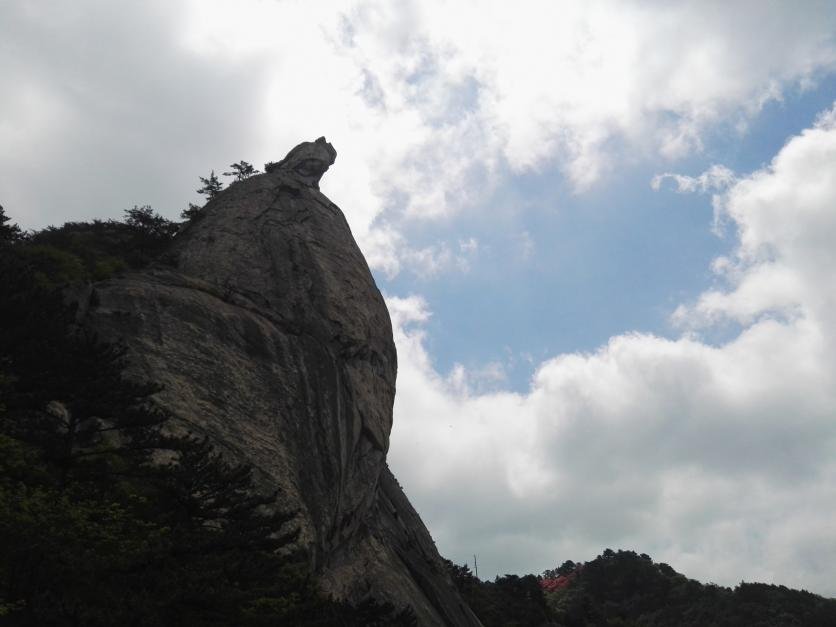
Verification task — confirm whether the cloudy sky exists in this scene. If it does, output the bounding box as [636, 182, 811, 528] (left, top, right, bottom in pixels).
[0, 0, 836, 596]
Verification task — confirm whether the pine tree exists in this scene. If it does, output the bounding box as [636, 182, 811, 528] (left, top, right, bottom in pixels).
[197, 170, 223, 200]
[180, 202, 202, 222]
[223, 161, 259, 181]
[0, 205, 23, 242]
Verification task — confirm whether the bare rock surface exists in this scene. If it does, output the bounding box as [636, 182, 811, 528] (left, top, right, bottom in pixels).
[80, 138, 480, 625]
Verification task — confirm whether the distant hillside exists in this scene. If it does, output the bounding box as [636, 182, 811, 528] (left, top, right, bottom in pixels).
[448, 549, 836, 627]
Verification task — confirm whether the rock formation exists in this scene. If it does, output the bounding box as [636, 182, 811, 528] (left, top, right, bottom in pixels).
[79, 138, 479, 625]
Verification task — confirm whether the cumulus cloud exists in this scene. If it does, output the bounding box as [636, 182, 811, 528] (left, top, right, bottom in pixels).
[390, 108, 836, 595]
[650, 164, 735, 194]
[0, 0, 836, 273]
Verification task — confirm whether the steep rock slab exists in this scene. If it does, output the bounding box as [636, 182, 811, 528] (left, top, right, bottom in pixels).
[80, 138, 479, 625]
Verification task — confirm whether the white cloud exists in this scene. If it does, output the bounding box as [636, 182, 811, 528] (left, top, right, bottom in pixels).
[0, 0, 836, 273]
[650, 164, 736, 194]
[390, 108, 836, 595]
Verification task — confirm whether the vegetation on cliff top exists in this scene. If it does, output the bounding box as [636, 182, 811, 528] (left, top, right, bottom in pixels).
[0, 207, 414, 626]
[447, 549, 836, 627]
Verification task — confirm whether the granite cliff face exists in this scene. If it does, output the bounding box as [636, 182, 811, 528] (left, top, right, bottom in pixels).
[80, 138, 479, 625]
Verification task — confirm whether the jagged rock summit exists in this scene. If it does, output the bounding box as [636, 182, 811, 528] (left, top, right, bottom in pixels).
[79, 138, 480, 626]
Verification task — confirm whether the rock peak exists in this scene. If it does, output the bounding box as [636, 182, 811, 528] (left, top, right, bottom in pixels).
[265, 137, 337, 189]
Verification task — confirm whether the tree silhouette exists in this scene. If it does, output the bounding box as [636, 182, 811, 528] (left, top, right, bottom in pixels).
[197, 170, 223, 200]
[0, 205, 23, 242]
[224, 161, 259, 181]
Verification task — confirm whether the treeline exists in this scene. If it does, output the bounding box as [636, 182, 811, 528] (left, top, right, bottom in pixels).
[447, 549, 836, 627]
[0, 207, 414, 626]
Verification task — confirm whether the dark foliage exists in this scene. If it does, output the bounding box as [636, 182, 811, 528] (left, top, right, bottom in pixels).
[197, 170, 223, 200]
[445, 560, 550, 627]
[16, 205, 179, 287]
[0, 205, 23, 242]
[224, 161, 259, 181]
[0, 233, 414, 627]
[180, 202, 203, 222]
[447, 549, 836, 627]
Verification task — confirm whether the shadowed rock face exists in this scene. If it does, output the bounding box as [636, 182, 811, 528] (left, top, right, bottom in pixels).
[80, 138, 479, 625]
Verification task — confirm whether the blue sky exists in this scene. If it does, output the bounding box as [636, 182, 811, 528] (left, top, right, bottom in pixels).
[0, 0, 836, 595]
[376, 76, 836, 391]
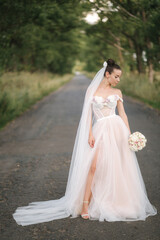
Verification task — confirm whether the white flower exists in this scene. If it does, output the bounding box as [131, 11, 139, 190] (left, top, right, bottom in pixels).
[128, 132, 147, 152]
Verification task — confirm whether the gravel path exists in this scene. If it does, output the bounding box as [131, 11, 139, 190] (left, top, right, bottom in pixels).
[0, 75, 160, 240]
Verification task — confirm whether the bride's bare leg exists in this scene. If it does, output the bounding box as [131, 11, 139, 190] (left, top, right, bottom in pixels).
[81, 150, 98, 218]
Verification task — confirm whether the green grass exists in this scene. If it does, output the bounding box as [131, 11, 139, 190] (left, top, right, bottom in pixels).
[84, 72, 160, 110]
[0, 72, 73, 128]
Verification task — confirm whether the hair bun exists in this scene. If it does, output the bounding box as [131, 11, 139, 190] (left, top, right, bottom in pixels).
[107, 59, 115, 66]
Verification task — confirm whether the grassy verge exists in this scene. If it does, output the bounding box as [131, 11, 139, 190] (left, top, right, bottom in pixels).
[0, 72, 73, 128]
[84, 72, 160, 110]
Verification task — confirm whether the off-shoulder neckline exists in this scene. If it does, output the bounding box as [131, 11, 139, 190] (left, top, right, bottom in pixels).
[93, 94, 123, 101]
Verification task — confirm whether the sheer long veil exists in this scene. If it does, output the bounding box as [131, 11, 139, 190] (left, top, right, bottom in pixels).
[13, 62, 107, 226]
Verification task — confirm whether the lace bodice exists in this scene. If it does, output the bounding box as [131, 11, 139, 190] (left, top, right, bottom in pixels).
[92, 94, 123, 120]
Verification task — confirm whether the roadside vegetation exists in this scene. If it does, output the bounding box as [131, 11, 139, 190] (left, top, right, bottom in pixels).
[84, 72, 160, 110]
[0, 71, 73, 128]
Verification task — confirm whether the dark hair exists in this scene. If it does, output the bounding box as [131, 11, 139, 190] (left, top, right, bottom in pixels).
[104, 59, 121, 76]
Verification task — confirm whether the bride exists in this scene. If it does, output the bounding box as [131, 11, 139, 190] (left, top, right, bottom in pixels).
[13, 59, 157, 226]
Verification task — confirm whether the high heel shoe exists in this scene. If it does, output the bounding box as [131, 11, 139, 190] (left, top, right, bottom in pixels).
[81, 201, 89, 219]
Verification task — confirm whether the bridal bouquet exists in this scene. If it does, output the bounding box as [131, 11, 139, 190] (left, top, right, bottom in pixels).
[128, 132, 147, 152]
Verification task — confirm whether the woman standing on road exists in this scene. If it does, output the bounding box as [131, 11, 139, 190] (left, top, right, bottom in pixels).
[13, 59, 157, 226]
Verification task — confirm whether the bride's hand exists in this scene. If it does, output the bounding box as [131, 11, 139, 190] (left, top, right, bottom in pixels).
[88, 134, 95, 148]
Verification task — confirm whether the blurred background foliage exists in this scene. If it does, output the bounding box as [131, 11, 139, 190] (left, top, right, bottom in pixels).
[0, 0, 160, 126]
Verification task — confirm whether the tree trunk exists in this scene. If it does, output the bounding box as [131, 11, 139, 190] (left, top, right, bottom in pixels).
[134, 41, 145, 73]
[148, 60, 154, 83]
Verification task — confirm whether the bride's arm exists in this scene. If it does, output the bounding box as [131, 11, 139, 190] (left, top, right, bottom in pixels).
[117, 90, 131, 134]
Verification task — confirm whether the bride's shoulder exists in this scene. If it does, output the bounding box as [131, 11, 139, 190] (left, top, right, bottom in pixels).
[115, 88, 122, 98]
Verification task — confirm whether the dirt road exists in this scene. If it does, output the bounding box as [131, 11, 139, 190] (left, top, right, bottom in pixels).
[0, 75, 160, 240]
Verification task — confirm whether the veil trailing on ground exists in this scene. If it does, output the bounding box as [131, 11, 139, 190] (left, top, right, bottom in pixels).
[13, 62, 107, 226]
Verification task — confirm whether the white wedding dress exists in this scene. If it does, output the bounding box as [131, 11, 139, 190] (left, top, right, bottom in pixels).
[13, 94, 157, 226]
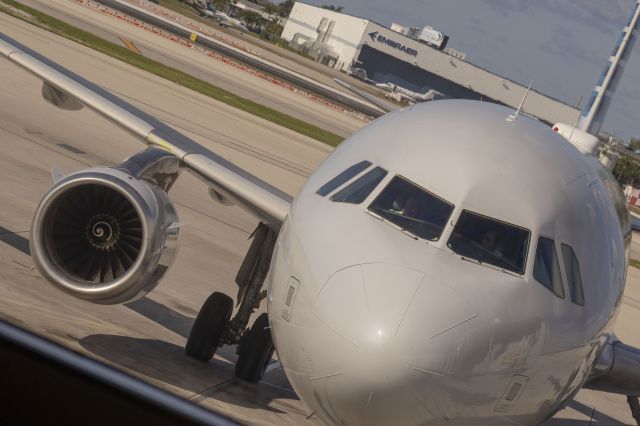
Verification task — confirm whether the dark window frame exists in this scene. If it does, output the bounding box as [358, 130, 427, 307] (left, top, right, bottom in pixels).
[447, 209, 532, 277]
[560, 242, 586, 306]
[531, 234, 567, 299]
[316, 160, 373, 197]
[329, 166, 389, 205]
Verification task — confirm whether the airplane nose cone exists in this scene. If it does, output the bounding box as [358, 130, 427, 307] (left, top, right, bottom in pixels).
[314, 263, 424, 351]
[302, 263, 482, 424]
[308, 263, 424, 424]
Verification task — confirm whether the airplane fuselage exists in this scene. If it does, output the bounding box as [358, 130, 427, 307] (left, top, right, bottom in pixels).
[267, 101, 628, 425]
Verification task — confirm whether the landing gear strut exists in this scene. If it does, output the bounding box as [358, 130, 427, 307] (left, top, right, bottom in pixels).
[236, 314, 275, 383]
[186, 222, 277, 383]
[627, 395, 640, 426]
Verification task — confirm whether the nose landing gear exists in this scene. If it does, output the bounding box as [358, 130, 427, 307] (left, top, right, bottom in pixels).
[185, 292, 233, 362]
[185, 223, 277, 383]
[627, 395, 640, 426]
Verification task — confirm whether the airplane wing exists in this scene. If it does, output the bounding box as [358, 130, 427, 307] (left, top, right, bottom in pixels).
[0, 33, 292, 231]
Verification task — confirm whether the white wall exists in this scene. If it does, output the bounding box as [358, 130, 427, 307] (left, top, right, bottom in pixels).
[281, 1, 369, 71]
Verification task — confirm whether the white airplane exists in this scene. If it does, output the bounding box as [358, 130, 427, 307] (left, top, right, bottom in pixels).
[0, 1, 640, 425]
[376, 83, 443, 105]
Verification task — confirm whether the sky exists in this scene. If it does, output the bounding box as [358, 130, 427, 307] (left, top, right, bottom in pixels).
[304, 0, 640, 141]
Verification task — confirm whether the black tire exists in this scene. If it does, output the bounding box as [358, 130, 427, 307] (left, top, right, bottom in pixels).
[185, 292, 233, 362]
[236, 314, 275, 383]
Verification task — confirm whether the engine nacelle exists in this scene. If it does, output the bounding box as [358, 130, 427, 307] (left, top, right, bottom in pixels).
[30, 168, 180, 304]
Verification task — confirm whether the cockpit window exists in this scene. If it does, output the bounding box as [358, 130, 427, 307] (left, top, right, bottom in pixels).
[369, 176, 453, 241]
[316, 161, 371, 197]
[331, 167, 387, 204]
[447, 210, 531, 274]
[533, 237, 564, 299]
[560, 244, 584, 305]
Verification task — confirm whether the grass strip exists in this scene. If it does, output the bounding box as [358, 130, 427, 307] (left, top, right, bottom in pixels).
[0, 0, 343, 146]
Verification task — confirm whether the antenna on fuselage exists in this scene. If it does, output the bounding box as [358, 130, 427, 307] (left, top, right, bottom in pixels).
[507, 80, 533, 123]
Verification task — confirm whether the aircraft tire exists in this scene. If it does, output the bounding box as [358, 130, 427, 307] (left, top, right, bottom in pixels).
[236, 314, 275, 383]
[185, 292, 233, 362]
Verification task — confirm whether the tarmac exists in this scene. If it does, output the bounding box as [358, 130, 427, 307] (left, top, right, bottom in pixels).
[0, 5, 640, 426]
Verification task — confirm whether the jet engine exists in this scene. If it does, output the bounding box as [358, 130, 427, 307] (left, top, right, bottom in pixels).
[30, 161, 180, 304]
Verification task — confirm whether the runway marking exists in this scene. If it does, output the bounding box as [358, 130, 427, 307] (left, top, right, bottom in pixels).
[412, 367, 446, 377]
[118, 37, 142, 55]
[265, 361, 280, 373]
[260, 380, 297, 396]
[429, 314, 478, 339]
[187, 377, 235, 402]
[309, 372, 342, 380]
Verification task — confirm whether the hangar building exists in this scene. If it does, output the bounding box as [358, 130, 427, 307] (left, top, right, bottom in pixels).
[282, 1, 580, 124]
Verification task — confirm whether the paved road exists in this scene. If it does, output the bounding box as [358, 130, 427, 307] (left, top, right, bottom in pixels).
[0, 7, 640, 426]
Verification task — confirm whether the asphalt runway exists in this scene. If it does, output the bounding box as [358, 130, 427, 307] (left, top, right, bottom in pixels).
[0, 6, 640, 426]
[17, 0, 367, 137]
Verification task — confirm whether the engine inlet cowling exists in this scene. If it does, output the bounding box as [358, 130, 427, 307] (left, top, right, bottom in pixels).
[31, 168, 179, 304]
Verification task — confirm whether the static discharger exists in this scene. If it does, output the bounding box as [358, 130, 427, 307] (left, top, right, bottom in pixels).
[507, 80, 533, 123]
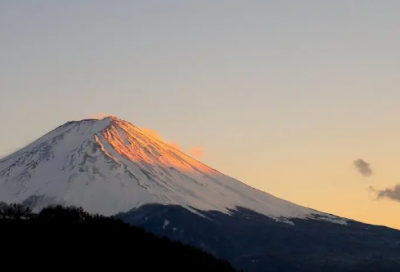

═══

* _Exercise goal_: Please rewrite the stretch from the start of the lines above through the line containing "[0, 0, 836, 596]", raising each bounding-box coordinate in the answers by 118 and leaving the numbers in the requests as they are. Omit the pictures.

* _Result for this task_:
Verification task — confirm whether the cloudy sky exists in this scene. If it does, output the bounding box as [636, 182, 811, 528] (left, top, right, bottom in pixels).
[118, 118, 954, 714]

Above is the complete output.